begin Text section
Wednesday, October 11, 2006

The Lure of The Mirror Shad


I grew up in a very small town in the rural south…the DEEP rural south actually, an especially humid and mosquito laden region of coastal South Carolina known as the Lowcountry. Although it wasn’t exactly the small town from a Norman Rockwell painting, it did have the stereotypical dirt roads and country stores. It had its share of toothless characters and town loonies, as well as a few of its own home-grown blueblood aristocrats. Football was king and our preacher would often cut the Sunday sermons short if a big game was on TV. We had the Liberty five and dime, a Dairy Queen, and lots of old antebellum homes. The classic Lowcountry design had signature tall ceilings with fans to circulate the air and wide porches with their bead board ceilings painted haunt blue to keep the spirits away, a Caribbean tradition courtesy of the slave trade. They also had full length windows to create some relief from the sweltering summer heat, but the most significant feature of a Lowcountry home was its oversized closets, just right for hiding the skeletons of long held family secrets.

Now, don’t get me wrong...growing up in a small town does have its advantages. It’s a good thing when everyone knows your name or at least knows who you are. “Aren’t you so-and-so’s boy? Well tell ya Momma we said hello.” Now that I think on it, maybe it wasn’t always such a good thing… Thelma Limehouse would always threaten to call our folks if one of us didn’t own up to trampling her prized tomato plants or bending the livestock fence when we hopped it to play baseball in the cow pasture.

I seem to have a notorious sort of revisionist history when it comes to recalling my youth. What I mean is that I often sugar-coat my memories because I like to think that all of my experiences were wholesome and nostalgic, but in reality, although I have a great deal of fond memories I often find myself reflecting more on the many episodes of sheer dysfunction that pepper my mental landscape than on anything remotely fond. Maybe it’s the glass half empty side of me, I don’t really know.
end Text section
begin Data provided
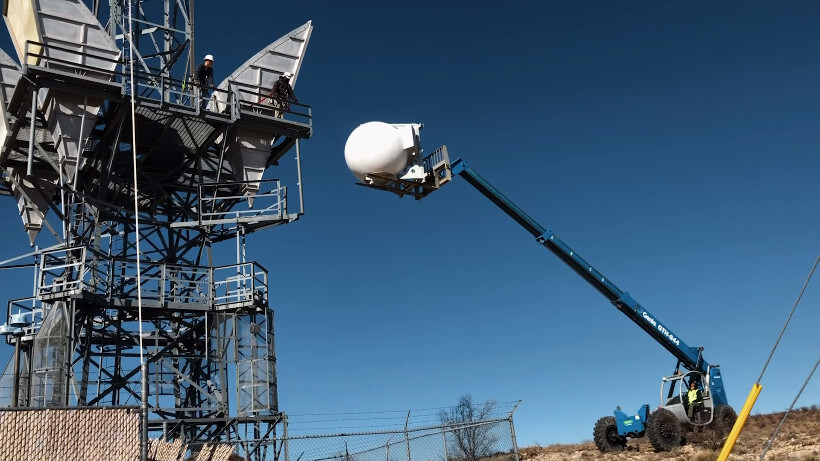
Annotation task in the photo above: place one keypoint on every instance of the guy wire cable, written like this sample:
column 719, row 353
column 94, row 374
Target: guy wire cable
column 783, row 421
column 788, row 319
column 782, row 331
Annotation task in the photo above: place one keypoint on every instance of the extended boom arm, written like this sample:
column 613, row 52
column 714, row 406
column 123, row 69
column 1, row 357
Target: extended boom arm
column 690, row 357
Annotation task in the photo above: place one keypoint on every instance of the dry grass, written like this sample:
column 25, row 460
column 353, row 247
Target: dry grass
column 798, row 440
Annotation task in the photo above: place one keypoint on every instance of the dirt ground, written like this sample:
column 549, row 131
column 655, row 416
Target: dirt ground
column 798, row 439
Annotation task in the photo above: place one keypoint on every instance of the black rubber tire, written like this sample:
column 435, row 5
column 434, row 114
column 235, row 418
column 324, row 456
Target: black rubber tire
column 724, row 419
column 663, row 430
column 606, row 436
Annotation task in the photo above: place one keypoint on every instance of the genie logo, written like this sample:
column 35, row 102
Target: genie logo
column 668, row 334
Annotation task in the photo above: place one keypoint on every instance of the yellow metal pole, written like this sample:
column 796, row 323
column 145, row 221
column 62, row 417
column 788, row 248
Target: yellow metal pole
column 741, row 421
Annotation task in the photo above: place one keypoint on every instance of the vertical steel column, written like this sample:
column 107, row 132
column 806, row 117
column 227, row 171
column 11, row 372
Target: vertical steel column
column 144, row 416
column 16, row 386
column 32, row 127
column 299, row 178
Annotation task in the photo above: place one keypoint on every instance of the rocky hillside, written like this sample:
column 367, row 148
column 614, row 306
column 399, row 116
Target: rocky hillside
column 798, row 439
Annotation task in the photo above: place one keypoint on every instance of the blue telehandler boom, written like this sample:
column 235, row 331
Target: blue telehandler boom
column 666, row 427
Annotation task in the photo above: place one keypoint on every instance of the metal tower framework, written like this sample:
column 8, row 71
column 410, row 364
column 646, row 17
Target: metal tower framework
column 67, row 159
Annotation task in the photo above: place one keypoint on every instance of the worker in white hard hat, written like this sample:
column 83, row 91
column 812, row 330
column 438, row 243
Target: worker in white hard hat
column 282, row 94
column 204, row 79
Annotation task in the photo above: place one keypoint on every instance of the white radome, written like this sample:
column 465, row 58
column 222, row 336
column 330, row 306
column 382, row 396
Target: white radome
column 375, row 147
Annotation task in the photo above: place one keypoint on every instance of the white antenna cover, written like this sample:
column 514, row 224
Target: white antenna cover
column 377, row 147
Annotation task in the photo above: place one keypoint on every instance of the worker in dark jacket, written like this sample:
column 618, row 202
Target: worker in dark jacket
column 694, row 398
column 204, row 79
column 282, row 94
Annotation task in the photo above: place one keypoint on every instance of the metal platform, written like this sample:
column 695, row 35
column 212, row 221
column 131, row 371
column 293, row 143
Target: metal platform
column 68, row 159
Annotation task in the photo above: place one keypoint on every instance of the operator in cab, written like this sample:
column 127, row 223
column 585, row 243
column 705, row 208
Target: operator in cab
column 694, row 399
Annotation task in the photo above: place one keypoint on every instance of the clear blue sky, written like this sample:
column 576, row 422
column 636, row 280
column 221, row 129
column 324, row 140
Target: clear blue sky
column 673, row 144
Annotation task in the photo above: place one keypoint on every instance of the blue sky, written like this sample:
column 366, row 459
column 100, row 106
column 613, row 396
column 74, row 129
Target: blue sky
column 673, row 144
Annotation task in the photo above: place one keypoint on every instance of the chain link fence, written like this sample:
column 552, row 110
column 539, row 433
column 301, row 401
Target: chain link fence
column 482, row 440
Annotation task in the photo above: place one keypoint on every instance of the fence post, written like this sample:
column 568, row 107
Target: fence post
column 285, row 437
column 444, row 437
column 512, row 431
column 407, row 435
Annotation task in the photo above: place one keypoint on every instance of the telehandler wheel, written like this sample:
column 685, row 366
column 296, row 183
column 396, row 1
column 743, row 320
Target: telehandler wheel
column 663, row 430
column 606, row 435
column 724, row 419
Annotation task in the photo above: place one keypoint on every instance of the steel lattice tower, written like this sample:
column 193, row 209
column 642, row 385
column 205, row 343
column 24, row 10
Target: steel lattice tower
column 67, row 159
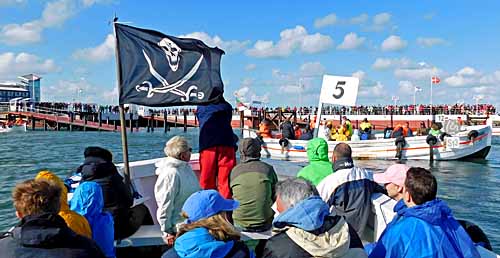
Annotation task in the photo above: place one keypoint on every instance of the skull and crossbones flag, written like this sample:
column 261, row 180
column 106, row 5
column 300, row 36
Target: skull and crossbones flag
column 160, row 70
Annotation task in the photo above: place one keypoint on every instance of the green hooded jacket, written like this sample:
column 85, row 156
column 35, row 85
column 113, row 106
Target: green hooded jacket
column 319, row 165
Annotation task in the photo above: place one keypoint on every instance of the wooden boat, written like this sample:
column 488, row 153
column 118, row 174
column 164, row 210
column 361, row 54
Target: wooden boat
column 474, row 142
column 143, row 177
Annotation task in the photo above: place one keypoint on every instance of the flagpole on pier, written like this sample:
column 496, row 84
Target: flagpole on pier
column 123, row 127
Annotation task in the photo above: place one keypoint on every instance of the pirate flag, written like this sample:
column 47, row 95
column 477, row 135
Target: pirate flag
column 160, row 70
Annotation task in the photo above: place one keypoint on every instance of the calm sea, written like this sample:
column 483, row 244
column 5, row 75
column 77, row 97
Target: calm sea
column 470, row 188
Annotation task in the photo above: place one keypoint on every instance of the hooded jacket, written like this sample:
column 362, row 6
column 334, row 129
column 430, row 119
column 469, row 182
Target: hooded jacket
column 252, row 183
column 426, row 230
column 198, row 243
column 117, row 196
column 75, row 221
column 319, row 165
column 308, row 230
column 215, row 125
column 88, row 202
column 348, row 193
column 46, row 236
column 175, row 183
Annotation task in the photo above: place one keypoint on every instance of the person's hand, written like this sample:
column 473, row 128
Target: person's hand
column 168, row 239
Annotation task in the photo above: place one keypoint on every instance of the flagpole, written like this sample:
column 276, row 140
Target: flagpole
column 123, row 127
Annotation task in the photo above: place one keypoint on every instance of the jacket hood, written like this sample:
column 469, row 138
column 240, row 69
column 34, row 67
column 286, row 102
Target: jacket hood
column 332, row 243
column 199, row 243
column 434, row 212
column 95, row 168
column 170, row 162
column 317, row 149
column 88, row 200
column 43, row 230
column 47, row 175
column 308, row 215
end Data provided
The tasks:
a) Answer these questions about the post on growing up in the Lowcountry:
(i) What color were the porch ceilings painted to keep the spirits away?
(ii) Who would threaten to call the children's parents over trampled tomato plants or a bent livestock fence?
(iii) Where did the children go to play baseball?
b) Echo the passage of the post on growing up in the Lowcountry that opens with the words containing "I seem to have" and closes with "don’t really know.".

Task-by-task results:
a)
(i) Haunt blue.
(ii) Thelma Limehouse.
(iii) In the cow pasture.

b)
I seem to have a notorious sort of revisionist history when it comes to recalling my youth. What I mean is that I often sugar-coat my memories because I like to think that all of my experiences were wholesome and nostalgic, but in reality, although I have a great deal of fond memories I often find myself reflecting more on the many episodes of sheer dysfunction that pepper my mental landscape than on anything remotely fond. Maybe it’s the glass half empty side of me, I don’t really know.